**EXERCISE DIRECTIONS:** Nothing in the data should change when you return it, but leave the pictures out.

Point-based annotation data
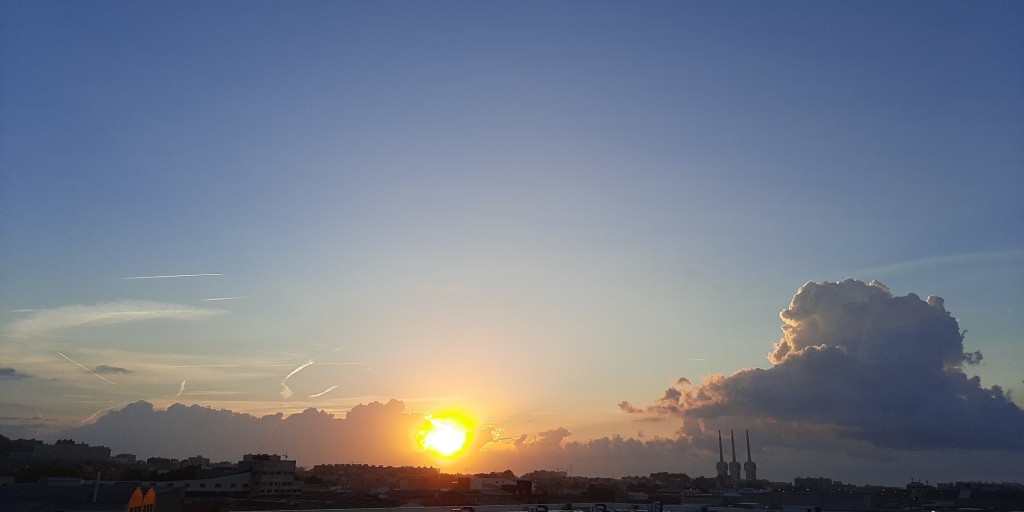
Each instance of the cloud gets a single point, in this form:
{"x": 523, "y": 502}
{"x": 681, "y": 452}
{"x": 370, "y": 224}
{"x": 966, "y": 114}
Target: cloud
{"x": 44, "y": 322}
{"x": 104, "y": 370}
{"x": 9, "y": 374}
{"x": 935, "y": 261}
{"x": 856, "y": 363}
{"x": 171, "y": 276}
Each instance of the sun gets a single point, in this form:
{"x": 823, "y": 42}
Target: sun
{"x": 445, "y": 435}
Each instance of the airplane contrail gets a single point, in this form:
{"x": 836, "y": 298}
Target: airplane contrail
{"x": 285, "y": 390}
{"x": 87, "y": 370}
{"x": 322, "y": 393}
{"x": 171, "y": 276}
{"x": 101, "y": 410}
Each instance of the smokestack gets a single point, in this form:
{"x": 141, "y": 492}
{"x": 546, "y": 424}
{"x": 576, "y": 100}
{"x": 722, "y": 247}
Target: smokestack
{"x": 721, "y": 454}
{"x": 734, "y": 465}
{"x": 749, "y": 467}
{"x": 749, "y": 445}
{"x": 722, "y": 468}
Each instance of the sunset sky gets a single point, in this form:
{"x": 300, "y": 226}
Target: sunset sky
{"x": 540, "y": 214}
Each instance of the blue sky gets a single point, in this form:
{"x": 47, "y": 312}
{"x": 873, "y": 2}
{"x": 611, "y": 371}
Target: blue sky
{"x": 446, "y": 202}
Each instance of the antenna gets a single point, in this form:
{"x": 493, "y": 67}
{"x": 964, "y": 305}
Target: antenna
{"x": 732, "y": 438}
{"x": 748, "y": 444}
{"x": 721, "y": 454}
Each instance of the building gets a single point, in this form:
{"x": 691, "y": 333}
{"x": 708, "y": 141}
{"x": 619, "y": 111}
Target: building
{"x": 270, "y": 474}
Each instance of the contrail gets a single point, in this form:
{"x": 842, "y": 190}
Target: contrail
{"x": 322, "y": 393}
{"x": 285, "y": 390}
{"x": 171, "y": 276}
{"x": 90, "y": 371}
{"x": 101, "y": 410}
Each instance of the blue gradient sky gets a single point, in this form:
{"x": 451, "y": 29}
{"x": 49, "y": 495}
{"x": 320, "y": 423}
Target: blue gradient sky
{"x": 531, "y": 210}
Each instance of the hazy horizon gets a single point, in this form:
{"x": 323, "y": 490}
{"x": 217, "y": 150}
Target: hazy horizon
{"x": 574, "y": 223}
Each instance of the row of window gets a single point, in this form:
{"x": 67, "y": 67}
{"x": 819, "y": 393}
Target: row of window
{"x": 201, "y": 485}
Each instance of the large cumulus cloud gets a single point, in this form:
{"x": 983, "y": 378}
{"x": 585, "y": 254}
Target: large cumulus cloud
{"x": 859, "y": 364}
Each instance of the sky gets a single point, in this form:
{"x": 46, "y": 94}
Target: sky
{"x": 307, "y": 224}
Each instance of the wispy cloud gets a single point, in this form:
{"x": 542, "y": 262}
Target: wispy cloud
{"x": 44, "y": 322}
{"x": 903, "y": 266}
{"x": 11, "y": 374}
{"x": 171, "y": 276}
{"x": 322, "y": 393}
{"x": 100, "y": 377}
{"x": 87, "y": 420}
{"x": 103, "y": 369}
{"x": 287, "y": 391}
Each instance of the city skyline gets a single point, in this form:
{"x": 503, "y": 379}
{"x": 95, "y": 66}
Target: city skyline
{"x": 573, "y": 225}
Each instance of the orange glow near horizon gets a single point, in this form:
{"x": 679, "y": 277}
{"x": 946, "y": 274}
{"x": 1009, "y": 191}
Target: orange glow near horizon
{"x": 445, "y": 435}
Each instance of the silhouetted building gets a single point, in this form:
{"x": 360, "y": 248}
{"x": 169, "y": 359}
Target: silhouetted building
{"x": 734, "y": 465}
{"x": 270, "y": 474}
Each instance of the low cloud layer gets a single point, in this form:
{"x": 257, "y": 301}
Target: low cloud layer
{"x": 856, "y": 363}
{"x": 45, "y": 322}
{"x": 369, "y": 433}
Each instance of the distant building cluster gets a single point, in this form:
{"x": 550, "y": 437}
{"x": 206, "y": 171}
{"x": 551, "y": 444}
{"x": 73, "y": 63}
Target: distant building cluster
{"x": 34, "y": 476}
{"x": 729, "y": 473}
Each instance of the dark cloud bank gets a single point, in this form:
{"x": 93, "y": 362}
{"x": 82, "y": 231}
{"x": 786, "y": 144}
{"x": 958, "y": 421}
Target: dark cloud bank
{"x": 862, "y": 386}
{"x": 860, "y": 364}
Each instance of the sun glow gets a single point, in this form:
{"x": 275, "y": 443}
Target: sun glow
{"x": 445, "y": 435}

**FINAL RESULT:**
Each instance of the cloud gets a single point, in this form:
{"x": 523, "y": 502}
{"x": 681, "y": 452}
{"x": 370, "y": 224}
{"x": 966, "y": 114}
Target: cloud
{"x": 44, "y": 322}
{"x": 104, "y": 370}
{"x": 9, "y": 374}
{"x": 935, "y": 261}
{"x": 856, "y": 363}
{"x": 171, "y": 276}
Each instance of the sun gets a single point, in this form:
{"x": 823, "y": 42}
Target: sun
{"x": 445, "y": 435}
Each instance of the airplane contrail gets a single point, in this form:
{"x": 836, "y": 298}
Target: airplane contrail
{"x": 285, "y": 390}
{"x": 87, "y": 370}
{"x": 322, "y": 393}
{"x": 171, "y": 276}
{"x": 101, "y": 410}
Each instance of the smokestack gets a single point, in this form:
{"x": 141, "y": 492}
{"x": 546, "y": 424}
{"x": 576, "y": 100}
{"x": 722, "y": 247}
Target: smokestack
{"x": 721, "y": 454}
{"x": 734, "y": 465}
{"x": 749, "y": 467}
{"x": 749, "y": 445}
{"x": 722, "y": 468}
Each instance of the sunset sky gets a single point, in this form:
{"x": 300, "y": 226}
Target: sunset sky
{"x": 540, "y": 214}
Each instance of the blue sky gets a single point, in this form:
{"x": 47, "y": 312}
{"x": 873, "y": 2}
{"x": 611, "y": 371}
Target: blue sky
{"x": 446, "y": 202}
Each instance of the antenna gets a single point, in this form:
{"x": 493, "y": 67}
{"x": 964, "y": 305}
Target: antenna
{"x": 732, "y": 438}
{"x": 748, "y": 444}
{"x": 721, "y": 454}
Each instance of the building gets a single point, in this form:
{"x": 691, "y": 333}
{"x": 708, "y": 141}
{"x": 619, "y": 111}
Target: building
{"x": 270, "y": 474}
Each instance of the contrail gets a single point, in this form:
{"x": 842, "y": 190}
Target: contrail
{"x": 322, "y": 393}
{"x": 285, "y": 390}
{"x": 171, "y": 276}
{"x": 90, "y": 371}
{"x": 101, "y": 410}
Each instance of the blue gradient sky gets a single point, in this form:
{"x": 451, "y": 29}
{"x": 49, "y": 495}
{"x": 320, "y": 423}
Target: blue gradient sky
{"x": 531, "y": 210}
Each instance of the hazy horizon gets a single point, in this form:
{"x": 323, "y": 490}
{"x": 217, "y": 150}
Target: hazy horizon
{"x": 574, "y": 223}
Each instance of the row of window gets a single point, in this form:
{"x": 67, "y": 67}
{"x": 819, "y": 393}
Target: row of window
{"x": 201, "y": 485}
Each instance of the large cumulus cloud gets a single point, in this form:
{"x": 983, "y": 378}
{"x": 585, "y": 254}
Target: large cumulus cloud
{"x": 859, "y": 364}
Each instance of the sky gets a single point, in this form:
{"x": 46, "y": 94}
Target: sky
{"x": 307, "y": 224}
Each instance of the wispy cloud gets a single point, in this form:
{"x": 542, "y": 262}
Target: wispy cloud
{"x": 44, "y": 322}
{"x": 903, "y": 266}
{"x": 11, "y": 374}
{"x": 171, "y": 276}
{"x": 322, "y": 393}
{"x": 100, "y": 377}
{"x": 87, "y": 420}
{"x": 103, "y": 369}
{"x": 287, "y": 391}
Each instance of the city skyline gets a single point, in this form:
{"x": 503, "y": 379}
{"x": 95, "y": 66}
Target: city skyline
{"x": 573, "y": 225}
Each instance of the orange glow near horizon gets a single point, in this form:
{"x": 679, "y": 277}
{"x": 946, "y": 274}
{"x": 1009, "y": 191}
Target: orange glow near horizon
{"x": 445, "y": 435}
Each instance of the silhouetted building gets a single point, in this form:
{"x": 360, "y": 248}
{"x": 169, "y": 359}
Target: silhouetted building
{"x": 734, "y": 465}
{"x": 270, "y": 474}
Each instance of the low cloud layer gets a single point, in this form:
{"x": 257, "y": 301}
Target: low cloud layer
{"x": 856, "y": 363}
{"x": 45, "y": 322}
{"x": 369, "y": 433}
Each instance of the distant building cluster gets a single point, in this form:
{"x": 550, "y": 437}
{"x": 206, "y": 171}
{"x": 551, "y": 444}
{"x": 73, "y": 63}
Target: distant building cluster
{"x": 34, "y": 476}
{"x": 729, "y": 473}
Each instance of the dark cloud bank gets a single point, in this form:
{"x": 93, "y": 362}
{"x": 82, "y": 231}
{"x": 786, "y": 144}
{"x": 958, "y": 421}
Target: dark cloud bank
{"x": 862, "y": 386}
{"x": 860, "y": 364}
Each instance of the sun glow gets a single point, in this form:
{"x": 275, "y": 443}
Target: sun glow
{"x": 445, "y": 435}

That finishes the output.